:: Given request ::
Rewrite only the rows in the stretch from the line containing "For every instance of the side" through the line containing "x=104, y=52", instruction lines included. Shift every coordinate in the answers by adding -75 to it.

Coordinate annotation rows:
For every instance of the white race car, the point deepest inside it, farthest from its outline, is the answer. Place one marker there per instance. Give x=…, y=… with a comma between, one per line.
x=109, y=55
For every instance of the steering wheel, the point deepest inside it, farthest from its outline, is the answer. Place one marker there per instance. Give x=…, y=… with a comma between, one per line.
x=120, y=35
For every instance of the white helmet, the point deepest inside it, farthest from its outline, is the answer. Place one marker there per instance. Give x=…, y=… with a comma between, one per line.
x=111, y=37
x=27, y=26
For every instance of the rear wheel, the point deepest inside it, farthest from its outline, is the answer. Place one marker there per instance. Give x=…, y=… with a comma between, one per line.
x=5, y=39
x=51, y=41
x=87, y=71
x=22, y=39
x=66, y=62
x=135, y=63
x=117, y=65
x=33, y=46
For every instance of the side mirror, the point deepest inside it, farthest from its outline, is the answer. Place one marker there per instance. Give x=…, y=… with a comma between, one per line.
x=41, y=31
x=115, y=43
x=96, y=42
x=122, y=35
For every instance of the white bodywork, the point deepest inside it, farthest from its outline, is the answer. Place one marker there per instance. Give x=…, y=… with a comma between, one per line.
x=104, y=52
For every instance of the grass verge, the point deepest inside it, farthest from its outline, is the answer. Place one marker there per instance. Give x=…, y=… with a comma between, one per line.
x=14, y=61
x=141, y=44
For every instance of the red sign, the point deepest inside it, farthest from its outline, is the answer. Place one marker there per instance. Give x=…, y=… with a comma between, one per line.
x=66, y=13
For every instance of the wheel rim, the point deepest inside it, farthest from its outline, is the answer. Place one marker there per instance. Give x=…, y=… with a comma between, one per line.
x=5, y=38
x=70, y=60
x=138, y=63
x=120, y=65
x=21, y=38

:: Complete output ::
For every instance of the side mirror, the point deepest inside it, farthest from its outline, is the answer. Place one marker there per instance. Give x=…, y=… with a comma between, one per line.
x=-34, y=-44
x=40, y=-32
x=21, y=-33
x=47, y=-40
For every instance of the white bodywork, the point deepest inside it, farthest from its outline, is the answer. Place one marker there per instance. Give x=…, y=… with a comma between, one per line.
x=29, y=-23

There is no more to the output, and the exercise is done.